[Location identification entries]
※ ※ ※
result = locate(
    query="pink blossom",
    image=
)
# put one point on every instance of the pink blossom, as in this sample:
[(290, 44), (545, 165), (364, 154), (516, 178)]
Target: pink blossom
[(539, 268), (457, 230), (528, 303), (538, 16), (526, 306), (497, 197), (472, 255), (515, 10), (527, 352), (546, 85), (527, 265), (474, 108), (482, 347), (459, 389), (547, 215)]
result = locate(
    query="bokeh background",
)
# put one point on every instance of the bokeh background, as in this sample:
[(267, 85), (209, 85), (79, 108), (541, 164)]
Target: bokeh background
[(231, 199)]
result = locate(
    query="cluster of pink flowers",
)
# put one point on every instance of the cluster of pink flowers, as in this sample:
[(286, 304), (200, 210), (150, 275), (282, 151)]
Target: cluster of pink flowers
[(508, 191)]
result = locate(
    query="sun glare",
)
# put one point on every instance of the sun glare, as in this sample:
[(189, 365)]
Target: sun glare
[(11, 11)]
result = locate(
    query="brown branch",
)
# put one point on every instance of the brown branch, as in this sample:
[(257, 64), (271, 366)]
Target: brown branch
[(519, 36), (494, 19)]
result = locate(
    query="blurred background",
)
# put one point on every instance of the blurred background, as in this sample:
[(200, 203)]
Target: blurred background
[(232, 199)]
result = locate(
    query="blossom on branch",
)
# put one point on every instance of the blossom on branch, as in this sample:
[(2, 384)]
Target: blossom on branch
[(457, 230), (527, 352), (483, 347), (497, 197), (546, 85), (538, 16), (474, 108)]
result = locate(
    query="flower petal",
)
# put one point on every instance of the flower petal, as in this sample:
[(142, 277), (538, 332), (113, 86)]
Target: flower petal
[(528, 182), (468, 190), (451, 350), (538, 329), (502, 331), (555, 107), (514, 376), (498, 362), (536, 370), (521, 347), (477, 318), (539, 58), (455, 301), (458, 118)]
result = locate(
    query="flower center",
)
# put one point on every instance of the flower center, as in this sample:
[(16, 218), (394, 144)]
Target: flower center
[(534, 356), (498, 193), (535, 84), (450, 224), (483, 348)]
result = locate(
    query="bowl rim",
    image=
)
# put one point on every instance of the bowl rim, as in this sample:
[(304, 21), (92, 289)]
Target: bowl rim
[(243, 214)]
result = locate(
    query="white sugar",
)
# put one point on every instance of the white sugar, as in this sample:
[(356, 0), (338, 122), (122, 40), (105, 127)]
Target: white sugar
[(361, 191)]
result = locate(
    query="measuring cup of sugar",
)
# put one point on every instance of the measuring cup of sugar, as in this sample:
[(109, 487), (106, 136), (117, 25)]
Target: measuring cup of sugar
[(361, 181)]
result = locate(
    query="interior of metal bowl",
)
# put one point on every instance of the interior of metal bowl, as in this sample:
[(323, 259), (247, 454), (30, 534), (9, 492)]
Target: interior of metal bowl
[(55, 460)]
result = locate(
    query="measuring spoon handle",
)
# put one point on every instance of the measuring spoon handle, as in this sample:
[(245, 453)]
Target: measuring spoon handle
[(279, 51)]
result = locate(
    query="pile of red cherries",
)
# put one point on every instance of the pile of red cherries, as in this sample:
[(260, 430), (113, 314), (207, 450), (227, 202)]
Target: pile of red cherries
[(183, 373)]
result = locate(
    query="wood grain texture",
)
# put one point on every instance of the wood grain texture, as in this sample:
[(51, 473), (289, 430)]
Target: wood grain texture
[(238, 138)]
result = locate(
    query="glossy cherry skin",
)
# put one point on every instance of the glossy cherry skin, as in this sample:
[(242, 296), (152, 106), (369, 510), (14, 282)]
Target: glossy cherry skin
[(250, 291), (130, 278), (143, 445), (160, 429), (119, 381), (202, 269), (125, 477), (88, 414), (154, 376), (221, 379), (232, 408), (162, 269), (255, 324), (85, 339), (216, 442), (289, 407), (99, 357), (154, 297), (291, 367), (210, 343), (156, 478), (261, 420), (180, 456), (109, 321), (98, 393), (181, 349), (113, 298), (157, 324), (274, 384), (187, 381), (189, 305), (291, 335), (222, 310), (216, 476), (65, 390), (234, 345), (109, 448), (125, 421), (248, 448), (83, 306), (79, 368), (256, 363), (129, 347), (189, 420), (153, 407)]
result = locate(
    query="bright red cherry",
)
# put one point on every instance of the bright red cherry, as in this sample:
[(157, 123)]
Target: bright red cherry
※ ※ ※
* WHAT THE TASK ASKS *
Reproduce every line of the listing above word for word, from the first entry through the last.

* EXERCISE ANSWER *
result = locate(
    query="pink blossom",
    image=
)
# put one point on every instance of the pink blossom, as in this sample:
[(290, 44), (545, 165), (364, 154), (516, 178)]
Target: pink blossom
[(539, 268), (457, 230), (528, 303), (538, 16), (526, 306), (497, 197), (472, 255), (515, 10), (527, 352), (546, 85), (527, 265), (474, 108), (482, 347), (459, 389), (547, 215)]
result = locate(
    query="bokeh background",
)
# put one point on every instance of the bokeh background, as in this sample:
[(267, 85), (209, 85), (79, 108), (541, 164)]
Target: bokeh background
[(231, 199)]
result = locate(
    query="cluster of pink flowers",
)
# put one point on every instance of the cluster of pink flowers, as in this sample:
[(286, 304), (200, 210), (150, 275), (282, 151)]
Target: cluster of pink flowers
[(508, 191)]
result = locate(
    query="sun glare",
)
# put one point on every instance of the sun glare, as in this sample:
[(189, 365)]
Target: sun glare
[(11, 11)]
result = locate(
    query="brown branch",
)
# put one point on every instance of the brown branch, as in this sample:
[(257, 64), (271, 366)]
Target: brown branch
[(519, 36), (494, 19)]
result = locate(
    query="blurred background",
)
# put one point on every instance of the blurred background, as in this sample:
[(200, 203)]
Target: blurred background
[(232, 199)]
result = locate(
    query="blossom on branch",
)
# put one point on every instance of the blossom on branch, as in this sample:
[(2, 384)]
Target: blossom on branch
[(457, 230), (527, 352), (483, 347), (497, 197), (546, 85), (538, 16), (474, 108)]
result = locate(
    query="flower petal",
)
# put one point on every instance of the flower petal, as in this sample:
[(142, 277), (538, 332), (113, 86)]
Target: flower petal
[(528, 182), (468, 190), (451, 350), (538, 329), (502, 331), (555, 107), (514, 376), (498, 362), (536, 370), (521, 347), (477, 318), (539, 58), (455, 301), (458, 118)]
result = locate(
    query="flower center",
)
# put one point on every instance of the flower center, as in this sample:
[(16, 218), (394, 144)]
Target: flower center
[(534, 356), (498, 193), (535, 84), (450, 224), (483, 348)]
result = locate(
    query="bowl rim",
    image=
)
# put one point on every instance of the bowl rim, as in this sample:
[(304, 21), (92, 289)]
Target: bowl rim
[(243, 214)]
result = locate(
    query="white sugar",
)
# put one point on every instance of the white sugar, as in this sample:
[(356, 0), (338, 122), (122, 40), (105, 127)]
Target: white sugar
[(361, 191)]
result = locate(
    query="measuring cup of sugar",
)
# put one point on every instance of the measuring cup of sugar, as in this sample:
[(109, 487), (106, 136), (117, 25)]
Target: measuring cup of sugar
[(361, 181)]
result = locate(
    query="interior of metal bowl",
)
# put one point on every instance of the interior of metal bowl, as in this sample:
[(323, 259), (247, 454), (30, 534), (9, 492)]
Target: interior of metal bowl
[(55, 460)]
result = locate(
    query="measuring spoon handle",
)
# put one point on every instance of the measuring spoon handle, as in this sample:
[(245, 453)]
Target: measuring spoon handle
[(279, 51)]
result = locate(
    query="pile of red cherries",
)
# put one point on every instance of the pile of red cherries, as in this sample:
[(260, 430), (113, 314), (207, 450), (227, 202)]
Target: pile of red cherries
[(183, 373)]
result = locate(
    query="wood grain texture",
)
# put one point on every instance of the wood grain texture, as in this sample:
[(51, 473), (289, 430)]
Target: wood grain texture
[(238, 138)]
result = locate(
    query="glossy cherry skin",
)
# put one point on every instance of the glossy cherry skin, as in this sample:
[(242, 296), (152, 106), (369, 510), (14, 282)]
Target: glossy cherry skin
[(250, 291), (130, 278), (143, 445), (160, 429), (119, 381), (202, 269), (125, 477), (88, 414), (154, 376), (221, 379), (232, 408), (162, 269), (255, 324), (85, 339), (216, 442), (289, 407), (99, 357), (154, 297), (291, 367), (210, 343), (156, 478), (261, 420), (180, 456), (109, 321), (98, 393), (181, 349), (113, 298), (157, 324), (274, 384), (187, 381), (189, 305), (291, 335), (222, 310), (216, 476), (65, 390), (234, 345), (109, 448), (125, 421), (248, 448), (83, 306), (79, 368), (256, 363), (129, 347), (189, 420), (153, 407)]
result = locate(
    query="bright red cherry",
)
# put one point on every instance of the bright red cherry, as in this sample:
[(157, 123)]
Target: bright red cherry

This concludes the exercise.